━━ Text under study ━━

The cloud of controversy left Auburn, Ala. and officially traveled to the Downtown Athletic Club in the Big Apple. Cam Newton won his Heisman Trophy in a landslide. That landslide a simple microcosm for the direction the NCAA Infractions Committee went when they declared Newton to be eligible despite the pay-for-play scheme.
So while the United States found the constitutionality in legal segregation (the infamous “separate but equal”), the NCAA found that shopping a player to respective universities is constitutional under the NCAA’s flawed perception of the role of agents and boosters.
But Hey. Newton didn’t know about it, and so Newton created a new law, where the apple really does fall that far from the tree, or the landslide really does fall down in the face of controversy.
The Heisman Trophy Mission Statement’s first sentence states the following: “The Heisman Memorial Trophy annually recognizes the outstanding college football player whose performance best exhibits the pursuit of excellence with integrity.”
Newton may have created Newton’s laws to eligibility, but one thing he never exemplified was integrity.
How can you give an award that specifically says it recognizes an athlete who “best exhibits the pursuit of excellence with integrity?”

━━━

**Task item A**.
Answer these questions from the piece on Cam Newton's Heisman Trophy:
(i) To what place did the cloud of controversy officially travel?
(ii) Which body declared Newton eligible?
(iii) What does the first sentence of the Heisman Trophy Mission Statement say the trophy annually recognizes?
**Task item B**.
Duplicate the part of the piece on Cam Newton's Heisman Trophy that opens with the words containing "The cloud of" and closes with "agents and boosters.".
The data that comes next has no connection to the piece on Cam Newton's Heisman Trophy.

━━ Given information ━━

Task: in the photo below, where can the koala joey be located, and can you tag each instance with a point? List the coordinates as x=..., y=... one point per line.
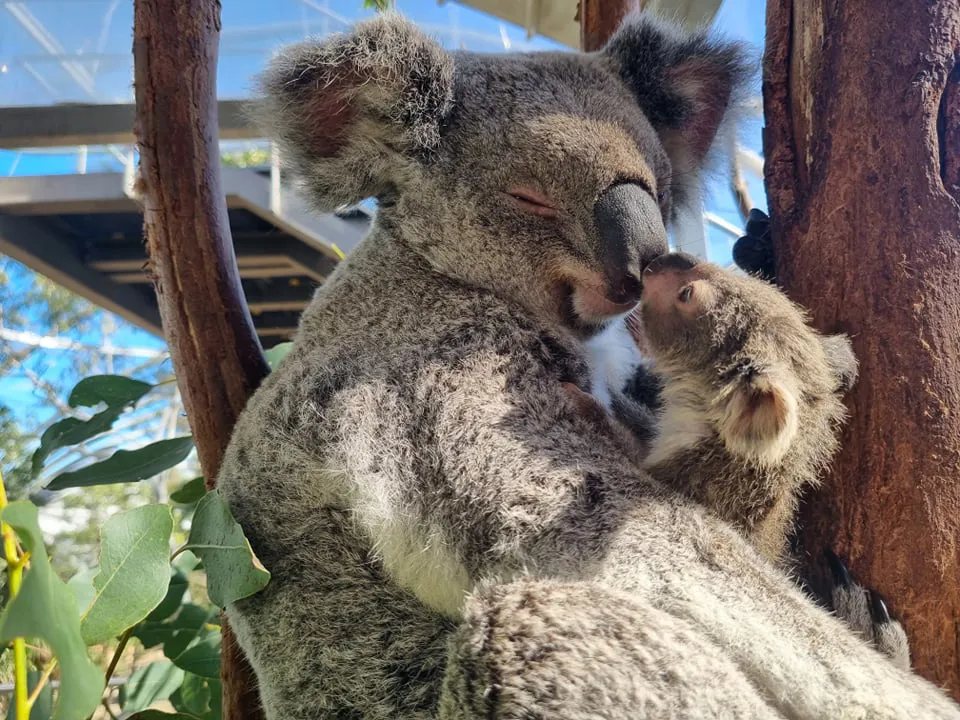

━━━

**Exercise result A**.
(i) The Downtown Athletic Club in the Big Apple.
(ii) The NCAA Infractions Committee.
(iii) The outstanding college football player whose performance best exhibits the pursuit of excellence with integrity.

**Exercise result B**.
The cloud of controversy left Auburn, Ala. and officially traveled to the Downtown Athletic Club in the Big Apple. Cam Newton won his Heisman Trophy in a landslide. That landslide a simple microcosm for the direction the NCAA Infractions Committee went when they declared Newton to be eligible despite the pay-for-play scheme.
So while the United States found the constitutionality in legal segregation (the infamous “separate but equal”), the NCAA found that shopping a player to respective universities is constitutional under the NCAA’s flawed perception of the role of agents and boosters.